*Exercise*. Every line below between the one holding "This document describes" and the one holding "negative clicks: (115, 260)", inclusive, should be copied exactly, and no other line.

*Data provided*.
**********
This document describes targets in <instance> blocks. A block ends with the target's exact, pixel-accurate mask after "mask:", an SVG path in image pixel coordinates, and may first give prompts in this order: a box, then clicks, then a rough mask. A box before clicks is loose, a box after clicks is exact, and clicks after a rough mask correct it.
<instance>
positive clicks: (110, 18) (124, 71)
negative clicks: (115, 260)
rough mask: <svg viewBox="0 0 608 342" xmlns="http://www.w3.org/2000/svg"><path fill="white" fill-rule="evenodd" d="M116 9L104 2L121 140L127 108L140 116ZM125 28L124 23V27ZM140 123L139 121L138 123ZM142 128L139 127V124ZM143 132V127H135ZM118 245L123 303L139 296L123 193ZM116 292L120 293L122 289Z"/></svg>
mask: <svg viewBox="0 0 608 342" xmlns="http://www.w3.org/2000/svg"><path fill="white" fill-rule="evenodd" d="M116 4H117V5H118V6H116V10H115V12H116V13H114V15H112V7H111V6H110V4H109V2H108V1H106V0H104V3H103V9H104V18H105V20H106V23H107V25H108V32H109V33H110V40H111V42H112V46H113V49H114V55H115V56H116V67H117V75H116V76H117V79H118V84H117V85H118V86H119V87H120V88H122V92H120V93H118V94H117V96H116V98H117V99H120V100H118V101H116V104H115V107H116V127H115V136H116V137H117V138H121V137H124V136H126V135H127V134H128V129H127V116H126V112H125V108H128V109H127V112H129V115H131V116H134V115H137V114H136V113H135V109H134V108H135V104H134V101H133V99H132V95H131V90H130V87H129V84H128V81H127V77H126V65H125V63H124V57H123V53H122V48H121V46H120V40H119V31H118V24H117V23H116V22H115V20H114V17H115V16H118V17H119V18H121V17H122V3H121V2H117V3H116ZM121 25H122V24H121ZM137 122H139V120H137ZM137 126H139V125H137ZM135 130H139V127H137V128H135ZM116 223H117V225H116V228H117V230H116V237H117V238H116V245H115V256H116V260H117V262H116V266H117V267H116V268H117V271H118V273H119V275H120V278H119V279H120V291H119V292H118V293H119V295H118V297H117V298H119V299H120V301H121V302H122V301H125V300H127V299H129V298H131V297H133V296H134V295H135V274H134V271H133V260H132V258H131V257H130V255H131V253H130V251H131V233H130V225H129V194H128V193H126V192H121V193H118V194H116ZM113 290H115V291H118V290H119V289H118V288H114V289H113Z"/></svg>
**********
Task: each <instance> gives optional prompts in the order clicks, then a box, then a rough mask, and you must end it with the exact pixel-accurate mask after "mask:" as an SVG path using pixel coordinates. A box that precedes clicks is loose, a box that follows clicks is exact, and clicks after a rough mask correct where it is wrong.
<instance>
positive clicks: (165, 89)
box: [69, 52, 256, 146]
**********
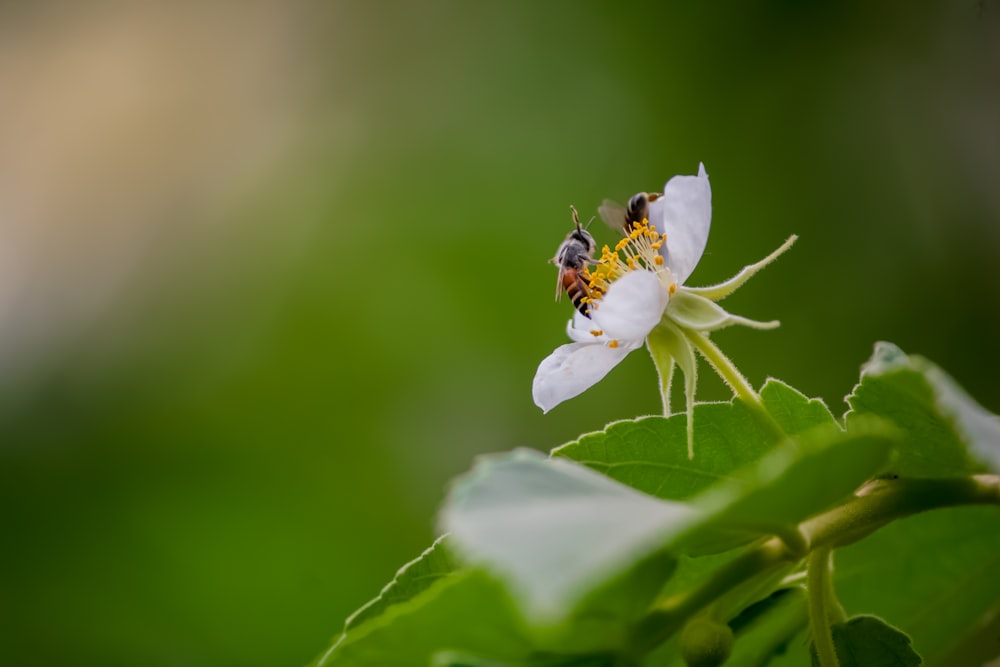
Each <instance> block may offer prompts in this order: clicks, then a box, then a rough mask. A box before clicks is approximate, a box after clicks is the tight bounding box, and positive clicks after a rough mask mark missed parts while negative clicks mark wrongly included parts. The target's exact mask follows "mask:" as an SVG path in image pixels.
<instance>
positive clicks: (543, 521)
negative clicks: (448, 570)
**********
*Result for this task*.
This document describes targets in <instance> blocks. A block ends with the target's exact, pixel-accurate mask after "mask:", an SVG path in image pixel coordinates, and may first give prompts in this order: a box, then clicks, then a rough mask. A box before clicks is loose, a box after clicks is exact, and clicks after a rough mask correct it.
<instance>
positive clicks: (110, 18) (124, 71)
negative clicks: (115, 260)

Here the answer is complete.